#### Work required:
Reproduce each of the following records without any deviation.

---- Record set

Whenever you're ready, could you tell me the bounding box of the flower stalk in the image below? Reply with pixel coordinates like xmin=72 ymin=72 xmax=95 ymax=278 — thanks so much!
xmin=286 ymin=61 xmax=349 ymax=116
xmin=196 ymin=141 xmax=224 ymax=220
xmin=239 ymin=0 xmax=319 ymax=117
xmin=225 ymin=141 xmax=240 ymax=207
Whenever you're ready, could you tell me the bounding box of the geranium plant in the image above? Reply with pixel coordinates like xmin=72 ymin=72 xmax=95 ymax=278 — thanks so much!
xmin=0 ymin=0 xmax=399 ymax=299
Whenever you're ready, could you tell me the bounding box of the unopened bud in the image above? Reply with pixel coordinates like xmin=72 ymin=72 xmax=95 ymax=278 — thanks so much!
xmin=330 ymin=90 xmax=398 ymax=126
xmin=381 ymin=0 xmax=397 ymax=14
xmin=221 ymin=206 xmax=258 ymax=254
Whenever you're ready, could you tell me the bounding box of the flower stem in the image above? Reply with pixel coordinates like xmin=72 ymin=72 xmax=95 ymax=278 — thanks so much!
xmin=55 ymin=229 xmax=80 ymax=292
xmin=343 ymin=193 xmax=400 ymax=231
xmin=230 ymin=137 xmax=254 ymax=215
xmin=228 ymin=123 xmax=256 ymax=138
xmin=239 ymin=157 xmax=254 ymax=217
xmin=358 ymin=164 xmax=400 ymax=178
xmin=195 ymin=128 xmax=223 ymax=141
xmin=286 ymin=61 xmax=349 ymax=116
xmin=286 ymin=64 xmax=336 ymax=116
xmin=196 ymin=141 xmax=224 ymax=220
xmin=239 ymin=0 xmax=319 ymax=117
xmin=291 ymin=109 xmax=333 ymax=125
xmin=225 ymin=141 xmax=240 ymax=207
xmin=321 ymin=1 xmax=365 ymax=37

--------

#### Response box:
Whenever you're ready, could you tell me the bounding box of the flower stalk in the image below? Reply with pixel coordinates like xmin=72 ymin=72 xmax=95 ymax=278 — thanks so much!
xmin=286 ymin=61 xmax=349 ymax=116
xmin=196 ymin=141 xmax=224 ymax=220
xmin=239 ymin=0 xmax=319 ymax=117
xmin=225 ymin=141 xmax=240 ymax=207
Whenever you're ready, could you tell me the bounding box of the geranium plant in the image above? Reply with pixel coordinates like xmin=72 ymin=72 xmax=95 ymax=278 — thanks so much!
xmin=0 ymin=0 xmax=399 ymax=299
Whenever you're ready, could you tell me the bounding box of the unopened bud in the image above? Reply with pixel coordinates like xmin=72 ymin=72 xmax=95 ymax=278 — thanks so much!
xmin=330 ymin=90 xmax=398 ymax=126
xmin=381 ymin=0 xmax=397 ymax=14
xmin=221 ymin=206 xmax=258 ymax=254
Whenever you're ready, could you tell me the bounding box of the flower stem in the image above? Reply with pixel coordinates like xmin=72 ymin=72 xmax=95 ymax=278 — thanks so much!
xmin=55 ymin=229 xmax=80 ymax=292
xmin=343 ymin=193 xmax=400 ymax=231
xmin=230 ymin=137 xmax=254 ymax=215
xmin=228 ymin=123 xmax=256 ymax=138
xmin=239 ymin=157 xmax=254 ymax=217
xmin=358 ymin=164 xmax=400 ymax=178
xmin=195 ymin=128 xmax=223 ymax=141
xmin=286 ymin=61 xmax=349 ymax=116
xmin=286 ymin=64 xmax=336 ymax=116
xmin=196 ymin=141 xmax=224 ymax=220
xmin=239 ymin=0 xmax=319 ymax=117
xmin=291 ymin=109 xmax=333 ymax=125
xmin=225 ymin=141 xmax=240 ymax=207
xmin=321 ymin=1 xmax=365 ymax=37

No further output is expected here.